GIVEN RECORDS

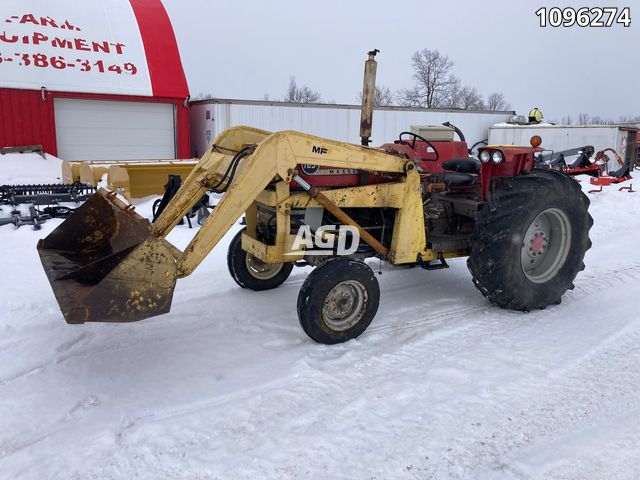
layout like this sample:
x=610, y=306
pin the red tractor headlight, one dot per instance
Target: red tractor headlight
x=497, y=157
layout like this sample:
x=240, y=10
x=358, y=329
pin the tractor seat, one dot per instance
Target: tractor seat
x=462, y=165
x=453, y=179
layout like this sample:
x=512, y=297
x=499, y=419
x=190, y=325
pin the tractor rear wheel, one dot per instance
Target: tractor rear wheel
x=338, y=300
x=252, y=273
x=529, y=240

EXERCISE REQUIREMENTS
Omitting all images, retype each line of the records precisely.

RESPONSE TO THE TASK
layout like this sample:
x=610, y=306
pin the red tractor headlight, one dot per instance
Target: red tractor headlight
x=497, y=157
layout like this sample:
x=240, y=10
x=358, y=329
pin the tractor seat, one dot per instance
Target: tractor seat
x=462, y=165
x=453, y=179
layout like this sample:
x=512, y=297
x=499, y=419
x=190, y=325
pin the tractor rear wheel, one dot per instance
Target: tractor rear wheel
x=338, y=300
x=252, y=273
x=529, y=240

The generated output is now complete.